Ideas and speculation

Related to this final point, it is useful to outline how additional drivers outwith sex-biased risk-sensitive learning might contribute towards urban invasion success in grackles, too. Grackles exhibit a polygynous mating system, with territorial males attracting multiple female nesters (Johnson et al., 2000). Recent learning ‘style’ simulations show the sex with high reproductive skew approaches pure individual learning, while the other sex approaches pure social learning (Smolla et al., 2019). During population establishment, then, later-arriving female grackles could rely heavily on vetted information provided by male grackles on ‘what to do’ (Wright et al., 2010), as both sexes ultimately face the same urban-related challenges. Moreover, risk-sensitive learning in male grackles should help reduce the elevated risk associated with any skew towards acquiring knowledge through individual learning. And as the dispersing sex this process would operate independently of their proximity to a range front—a pattern suggestively supported by our mechanistic data (i.e., risk-sensitivity: males > females; Figure 2G and H). As such, future research on potential sex differences in social learning propensity in grackles seem particularly prudent, alongside systematic surveying of population-level environmental and fitness components across spatially (dis)similar populations; for this, our annotated and readily available analytical approach should prove useful, as highlighted above.

-=-=-

- _Exercise description_:
Summarize the passage on grackle learning in two sentences. The rows that follow come from a separate source, unrelated to the passage on grackle learning.

-=-=-

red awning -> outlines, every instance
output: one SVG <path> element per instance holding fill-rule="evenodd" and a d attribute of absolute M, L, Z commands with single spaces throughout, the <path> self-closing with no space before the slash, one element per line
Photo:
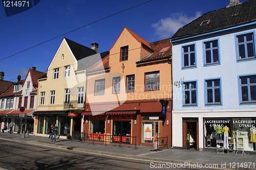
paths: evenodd
<path fill-rule="evenodd" d="M 109 111 L 106 113 L 106 114 L 135 114 L 137 111 Z"/>
<path fill-rule="evenodd" d="M 82 113 L 82 115 L 89 115 L 92 116 L 94 116 L 96 115 L 102 115 L 104 114 L 105 112 L 83 112 Z"/>

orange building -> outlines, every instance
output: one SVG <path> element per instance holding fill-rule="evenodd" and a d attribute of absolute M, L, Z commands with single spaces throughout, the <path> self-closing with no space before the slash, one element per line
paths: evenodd
<path fill-rule="evenodd" d="M 109 54 L 86 70 L 84 132 L 152 146 L 157 135 L 170 148 L 171 56 L 169 39 L 149 43 L 124 27 Z"/>

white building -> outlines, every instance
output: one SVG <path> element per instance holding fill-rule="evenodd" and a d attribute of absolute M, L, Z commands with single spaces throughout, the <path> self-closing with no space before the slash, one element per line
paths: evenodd
<path fill-rule="evenodd" d="M 175 148 L 256 150 L 255 9 L 230 0 L 172 38 Z"/>

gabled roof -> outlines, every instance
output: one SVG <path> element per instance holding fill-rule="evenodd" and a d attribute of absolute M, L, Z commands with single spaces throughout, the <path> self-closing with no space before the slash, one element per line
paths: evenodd
<path fill-rule="evenodd" d="M 38 86 L 38 78 L 46 74 L 45 72 L 38 71 L 35 69 L 31 69 L 30 68 L 29 71 L 28 71 L 28 73 L 27 74 L 27 76 L 26 76 L 25 80 L 27 79 L 27 78 L 28 77 L 29 72 L 30 72 L 30 76 L 31 77 L 32 85 L 34 86 Z M 24 86 L 24 84 L 23 84 L 23 86 Z"/>
<path fill-rule="evenodd" d="M 117 40 L 119 38 L 121 34 L 122 34 L 122 33 L 123 32 L 123 30 L 124 30 L 124 29 L 127 30 L 127 31 L 128 31 L 128 32 L 131 34 L 131 35 L 132 35 L 134 37 L 134 38 L 137 41 L 138 41 L 138 42 L 140 42 L 143 44 L 145 44 L 146 46 L 147 46 L 147 47 L 150 48 L 150 43 L 148 42 L 147 42 L 147 41 L 146 41 L 145 40 L 144 40 L 144 39 L 143 39 L 142 38 L 141 38 L 141 37 L 140 37 L 139 36 L 138 36 L 138 35 L 137 35 L 136 34 L 134 33 L 133 32 L 132 32 L 132 31 L 131 31 L 131 30 L 129 29 L 129 28 L 127 28 L 126 27 L 124 27 L 123 30 L 122 31 L 122 32 L 120 34 L 119 36 L 118 36 L 118 37 L 117 38 L 116 41 L 115 42 L 114 44 L 112 45 L 112 47 L 110 48 L 110 50 L 111 50 L 113 48 L 113 47 L 114 46 L 114 45 L 115 45 L 115 44 L 116 43 L 116 41 L 117 41 Z"/>
<path fill-rule="evenodd" d="M 110 54 L 109 52 L 108 53 L 104 53 L 104 56 L 103 56 L 101 60 L 100 60 L 92 66 L 87 69 L 86 72 L 92 72 L 94 71 L 97 71 L 99 70 L 105 70 L 110 68 L 109 65 Z"/>
<path fill-rule="evenodd" d="M 180 28 L 172 40 L 206 33 L 256 21 L 256 0 L 208 12 Z M 209 20 L 207 24 L 201 23 Z"/>
<path fill-rule="evenodd" d="M 83 46 L 64 37 L 77 60 L 96 54 L 94 50 Z"/>
<path fill-rule="evenodd" d="M 13 82 L 0 80 L 0 94 L 4 93 L 13 84 Z"/>
<path fill-rule="evenodd" d="M 172 47 L 169 38 L 155 41 L 150 44 L 154 52 L 137 61 L 137 64 L 168 58 L 172 55 Z"/>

-=-=-

- _Answer space_:
Grackles are polygynous, and simulations suggest that the sex with high reproductive skew leans toward individual learning while the other sex leans toward social learning, so later-arriving females might rely on information from males during population establishment, with risk-sensitive learning in males reducing the risks of individual learning. The authors' data showing greater risk-sensitivity in males suggestively support this pattern, and they call for future research on sex differences in social learning propensity alongside surveys of environmental and fitness components across populations.